*** Supplied material

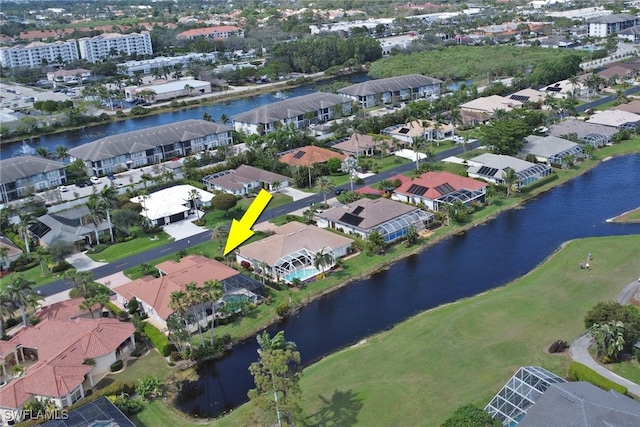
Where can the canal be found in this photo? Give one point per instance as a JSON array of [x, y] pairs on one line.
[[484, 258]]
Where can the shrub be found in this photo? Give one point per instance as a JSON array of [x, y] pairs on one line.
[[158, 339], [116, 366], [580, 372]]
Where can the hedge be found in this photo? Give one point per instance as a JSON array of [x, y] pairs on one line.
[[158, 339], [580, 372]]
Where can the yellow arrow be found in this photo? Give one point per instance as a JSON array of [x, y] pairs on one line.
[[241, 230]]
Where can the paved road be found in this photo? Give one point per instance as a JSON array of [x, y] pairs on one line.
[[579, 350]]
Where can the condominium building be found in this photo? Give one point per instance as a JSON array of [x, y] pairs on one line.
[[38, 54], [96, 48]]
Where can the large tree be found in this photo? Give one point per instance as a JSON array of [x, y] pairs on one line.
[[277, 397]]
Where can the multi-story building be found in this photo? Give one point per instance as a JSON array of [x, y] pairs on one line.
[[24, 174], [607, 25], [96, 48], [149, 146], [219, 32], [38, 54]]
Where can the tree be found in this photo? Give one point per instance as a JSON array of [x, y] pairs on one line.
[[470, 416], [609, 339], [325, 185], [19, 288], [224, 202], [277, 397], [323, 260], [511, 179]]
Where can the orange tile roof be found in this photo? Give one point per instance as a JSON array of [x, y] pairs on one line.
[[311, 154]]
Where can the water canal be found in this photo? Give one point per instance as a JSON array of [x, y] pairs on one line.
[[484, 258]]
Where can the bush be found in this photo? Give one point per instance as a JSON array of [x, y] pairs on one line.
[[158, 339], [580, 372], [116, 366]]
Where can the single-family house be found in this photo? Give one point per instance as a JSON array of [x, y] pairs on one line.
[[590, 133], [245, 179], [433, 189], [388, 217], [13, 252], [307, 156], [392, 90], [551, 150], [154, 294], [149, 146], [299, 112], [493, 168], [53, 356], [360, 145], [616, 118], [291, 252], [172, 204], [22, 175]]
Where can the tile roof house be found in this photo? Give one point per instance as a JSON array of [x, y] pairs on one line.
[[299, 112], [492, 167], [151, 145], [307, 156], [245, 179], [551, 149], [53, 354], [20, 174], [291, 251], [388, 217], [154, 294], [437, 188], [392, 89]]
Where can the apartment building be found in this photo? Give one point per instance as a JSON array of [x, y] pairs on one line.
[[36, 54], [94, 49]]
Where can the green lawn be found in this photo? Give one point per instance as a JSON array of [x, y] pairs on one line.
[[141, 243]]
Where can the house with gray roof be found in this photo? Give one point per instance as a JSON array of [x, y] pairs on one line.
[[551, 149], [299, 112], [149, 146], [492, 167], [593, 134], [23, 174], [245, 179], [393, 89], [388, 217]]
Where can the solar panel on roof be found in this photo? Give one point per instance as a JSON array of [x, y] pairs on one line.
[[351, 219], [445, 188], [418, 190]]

******
*** Supplied material

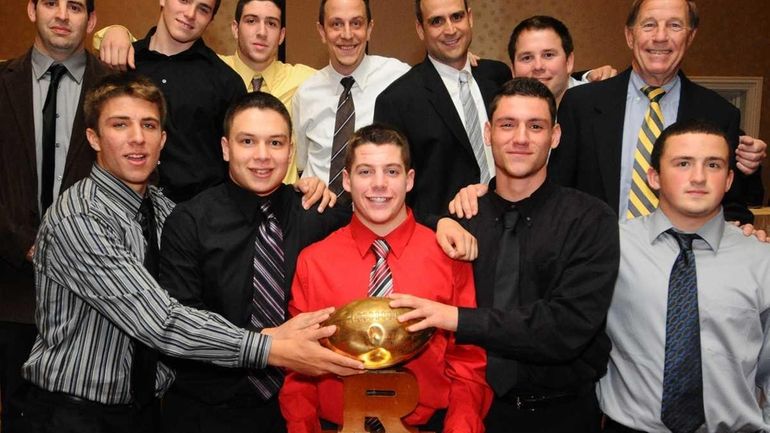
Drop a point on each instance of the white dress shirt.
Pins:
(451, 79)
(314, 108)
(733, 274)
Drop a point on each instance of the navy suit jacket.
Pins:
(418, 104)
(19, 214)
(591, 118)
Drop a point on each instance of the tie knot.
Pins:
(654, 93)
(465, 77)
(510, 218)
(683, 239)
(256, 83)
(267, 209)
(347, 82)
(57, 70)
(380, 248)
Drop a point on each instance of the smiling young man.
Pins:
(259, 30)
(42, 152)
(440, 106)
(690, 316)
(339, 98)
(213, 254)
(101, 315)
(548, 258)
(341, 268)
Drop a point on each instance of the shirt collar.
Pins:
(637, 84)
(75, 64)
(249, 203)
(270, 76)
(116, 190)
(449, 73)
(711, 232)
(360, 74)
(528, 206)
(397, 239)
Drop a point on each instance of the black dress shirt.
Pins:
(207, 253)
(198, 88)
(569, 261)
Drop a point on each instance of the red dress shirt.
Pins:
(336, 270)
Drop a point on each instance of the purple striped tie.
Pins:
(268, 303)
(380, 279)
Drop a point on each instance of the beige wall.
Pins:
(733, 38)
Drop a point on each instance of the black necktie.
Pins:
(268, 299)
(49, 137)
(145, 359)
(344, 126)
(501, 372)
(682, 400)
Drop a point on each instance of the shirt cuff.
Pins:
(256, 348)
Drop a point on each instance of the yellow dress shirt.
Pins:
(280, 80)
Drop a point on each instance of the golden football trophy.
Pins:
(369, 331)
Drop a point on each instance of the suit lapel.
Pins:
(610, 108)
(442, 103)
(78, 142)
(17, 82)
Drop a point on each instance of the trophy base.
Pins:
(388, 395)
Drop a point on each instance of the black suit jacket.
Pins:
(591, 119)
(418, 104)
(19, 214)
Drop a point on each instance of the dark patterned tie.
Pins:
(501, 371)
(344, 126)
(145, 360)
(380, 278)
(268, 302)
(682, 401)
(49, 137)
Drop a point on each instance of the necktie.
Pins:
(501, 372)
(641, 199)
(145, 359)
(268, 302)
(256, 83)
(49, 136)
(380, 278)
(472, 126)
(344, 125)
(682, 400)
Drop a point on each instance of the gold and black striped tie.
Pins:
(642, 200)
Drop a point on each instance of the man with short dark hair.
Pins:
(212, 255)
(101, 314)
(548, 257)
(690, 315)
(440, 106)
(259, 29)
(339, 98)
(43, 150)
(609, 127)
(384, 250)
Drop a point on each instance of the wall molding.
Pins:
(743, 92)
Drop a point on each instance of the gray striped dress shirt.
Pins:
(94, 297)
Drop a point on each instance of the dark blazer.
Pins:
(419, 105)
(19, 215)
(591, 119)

******

* _What the task requires_: Rescale the data from the line containing "Where can the tree" up to and including the line containing "260], [511, 179]]". Write these lines out again with the request unchanged, multiplying every point coordinate in the answer by 1.95 and rounding to whole numbers (halves round up), and give only those lines.

* _Exercise result_:
Where can the tree be found in this photo? Give one point per instance as a JSON array of [x, y] pairs on one line.
[[917, 811], [1188, 661], [634, 361], [37, 562], [437, 394], [540, 774], [630, 507], [996, 349]]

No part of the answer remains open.